(Stated task 1): Translate this sentence from the biography of M. K. Janjua below into Spanish: "Janjua joined the Indian Military Academy in February 1933."

++++ Page excerpt ++++

District Manager Pakistan International Airlines (United Kingdom)
- In office February 1960 – February 1964

Director of Personnel Royal Pakistan Air Force
- In office January 1951 – March 1951

Commanding Officer No. 4 Squadron RIAF
- In office 10 September 1942 – 23 March 1944

Personal details
- Born: Mohammad Khan Janjua 19 May 1914 Jhelum District, British India
- Died: 1 August 1982 (aged 68) United Kingdom
- Children: 8
- Relatives: Haider Raza (brother-in-law)
- Education: Indian Military Academy Imperial Defence College

Military service
- Branch/service: British Indian Army (1935–1938) Royal Indian Air Force (1938–1947) Pakistan Air Force (1947–1951)
- Years of service: 1935-1951
- Rank: Air Commodore
- Commands: No. 4 Squadron RIAF
- Battles/wars: Mohmand campaign of 1935; World War II Burma campaign; ; Indo-Pakistani War of 1947;

= M. K. Janjua =

Pakistani Air Commodore (1914–1982)

Mohammad Khan Janjua (Note: Urdu: ) (19 May 1914 — 1 August 1982) was a one-star rank air officer of the Royal Pakistan Air Force and was its most senior officer. He was arrested for his alleged role in the 1951 Rawalpindi conspiracy coup that was allegedly orchestrated by Communists against Prime Minister Liaquat Ali Khan. The plot was exposed and Faiz Ahmad Faiz, one of those implicated, said that Janjua was not involved. According to Faiz, Janjua was neither a conspirator nor a Communist, but rather a victim of circumstances beyond his control.

==Early life==
Mohammad Khan Janjua was born on 19 May 1914 in Motal, a remote village in the Salt Range of Jhelum District into a Muslim Rajput family. He was the eldest child of nine children, four brothers and five sisters. The family claimed descent from the Janjua King, Raja Ajmal Dev Janjua, who later converted to Islam and changed his name to Raja Mal Khan.

Janjua joined the Indian Military Academy in February 1933. He was the second cadet to receive a scholarship from the Indian Military Academy Scholarship Fund which was Rs. 750 per annum.

==Personal life==
Janjua married twice and had eight children. One of his wives, Tahira, was the sister of his colleague Haider Raza. They met after the Partition of British India in 1947, when Tahira traveled to Pakistan to visit her brother and his wife during a holiday. They later had a daughter named Shahidah.

==Service years==
===British Indian Army (1934–1938)===
Janjua was commissioned into the British Indian Army as a Second Lieutenant on 15 July 1935. He was attached to the 2nd Battalion of the Highland Light Infantry on 10 August 1935 and transferred to the 7th Rajput Regiment on 2 December 1936.

===Royal Indian Air Force (1938–1947)===
On 20 September 1938, three lieutenants from the British Indian Army transferred to the Royal Indian Air Force. They were Janjua, Diwan Atma Ram Nanda, and Burhan-ud-Din. In December 1942, acting Flight Lieutenant Janjua was mentioned in despatches for distinguished service in Waziristan.

++++ Input data ++++

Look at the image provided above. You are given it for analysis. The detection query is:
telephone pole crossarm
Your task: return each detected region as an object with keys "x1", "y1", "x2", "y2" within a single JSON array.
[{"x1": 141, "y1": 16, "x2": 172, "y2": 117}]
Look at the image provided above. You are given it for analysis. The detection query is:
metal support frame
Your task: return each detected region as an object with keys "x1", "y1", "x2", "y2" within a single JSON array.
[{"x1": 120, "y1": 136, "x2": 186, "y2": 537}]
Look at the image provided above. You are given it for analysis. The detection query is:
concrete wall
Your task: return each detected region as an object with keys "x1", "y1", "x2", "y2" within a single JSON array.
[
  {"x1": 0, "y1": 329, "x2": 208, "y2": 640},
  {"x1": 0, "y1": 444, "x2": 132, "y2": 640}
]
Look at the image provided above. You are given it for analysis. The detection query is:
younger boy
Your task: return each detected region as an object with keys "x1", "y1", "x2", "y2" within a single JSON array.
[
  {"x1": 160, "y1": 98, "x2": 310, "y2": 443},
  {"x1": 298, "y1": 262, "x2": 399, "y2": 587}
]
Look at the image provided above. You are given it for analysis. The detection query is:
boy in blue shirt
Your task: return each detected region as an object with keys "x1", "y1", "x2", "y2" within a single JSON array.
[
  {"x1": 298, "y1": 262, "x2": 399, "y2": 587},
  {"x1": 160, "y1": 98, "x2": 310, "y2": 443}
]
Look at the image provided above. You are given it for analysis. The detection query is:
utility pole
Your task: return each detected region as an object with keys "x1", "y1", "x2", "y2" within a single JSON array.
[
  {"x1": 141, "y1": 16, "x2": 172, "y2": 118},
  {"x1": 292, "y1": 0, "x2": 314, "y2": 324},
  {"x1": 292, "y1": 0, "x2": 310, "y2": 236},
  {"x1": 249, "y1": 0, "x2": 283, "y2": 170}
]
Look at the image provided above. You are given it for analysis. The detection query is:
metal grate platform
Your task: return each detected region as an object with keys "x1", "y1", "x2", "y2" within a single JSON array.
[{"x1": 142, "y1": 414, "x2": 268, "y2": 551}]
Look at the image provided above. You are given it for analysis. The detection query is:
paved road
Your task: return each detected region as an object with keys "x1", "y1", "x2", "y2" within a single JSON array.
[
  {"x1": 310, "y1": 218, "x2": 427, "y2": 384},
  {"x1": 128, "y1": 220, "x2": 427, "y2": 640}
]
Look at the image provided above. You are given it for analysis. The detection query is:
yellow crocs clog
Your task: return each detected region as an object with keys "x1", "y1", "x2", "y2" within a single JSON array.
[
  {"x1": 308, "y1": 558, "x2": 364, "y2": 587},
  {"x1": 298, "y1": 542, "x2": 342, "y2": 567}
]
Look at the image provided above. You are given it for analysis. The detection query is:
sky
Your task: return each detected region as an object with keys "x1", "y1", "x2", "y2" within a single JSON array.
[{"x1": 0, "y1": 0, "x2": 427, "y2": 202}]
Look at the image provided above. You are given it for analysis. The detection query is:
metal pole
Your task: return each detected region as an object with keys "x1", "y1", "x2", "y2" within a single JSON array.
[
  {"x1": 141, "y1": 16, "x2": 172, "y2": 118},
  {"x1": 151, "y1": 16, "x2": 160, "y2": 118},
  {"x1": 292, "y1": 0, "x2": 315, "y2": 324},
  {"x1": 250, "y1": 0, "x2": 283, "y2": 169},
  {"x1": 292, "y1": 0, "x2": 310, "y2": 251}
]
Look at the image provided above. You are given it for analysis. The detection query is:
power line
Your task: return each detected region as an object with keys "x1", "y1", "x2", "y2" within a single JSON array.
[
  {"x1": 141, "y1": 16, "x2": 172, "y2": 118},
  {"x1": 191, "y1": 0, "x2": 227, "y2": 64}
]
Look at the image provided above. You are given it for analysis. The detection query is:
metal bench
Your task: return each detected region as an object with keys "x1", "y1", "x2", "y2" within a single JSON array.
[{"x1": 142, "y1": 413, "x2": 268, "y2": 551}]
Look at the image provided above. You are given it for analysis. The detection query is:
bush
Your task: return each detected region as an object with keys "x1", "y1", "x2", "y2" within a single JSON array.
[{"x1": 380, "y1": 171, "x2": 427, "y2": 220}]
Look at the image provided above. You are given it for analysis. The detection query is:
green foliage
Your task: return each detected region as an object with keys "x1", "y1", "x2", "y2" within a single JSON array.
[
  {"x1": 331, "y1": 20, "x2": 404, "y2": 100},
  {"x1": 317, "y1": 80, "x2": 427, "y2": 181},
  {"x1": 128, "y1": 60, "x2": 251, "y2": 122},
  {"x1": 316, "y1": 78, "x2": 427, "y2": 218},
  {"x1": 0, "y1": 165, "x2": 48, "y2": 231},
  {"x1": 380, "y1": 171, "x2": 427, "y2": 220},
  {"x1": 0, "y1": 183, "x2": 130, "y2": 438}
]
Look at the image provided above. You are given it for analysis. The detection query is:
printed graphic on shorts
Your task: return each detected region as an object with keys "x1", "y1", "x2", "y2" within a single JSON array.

++++

(Stated task 2): Pull out every line of the records above that contains the word "metal", matching case exactly.

(Result 1): Janjua ingresó en la Academia Militar de la India en febrero de 1933.

(Result 2):
metal support frame
metal grate platform
metal pole
metal bench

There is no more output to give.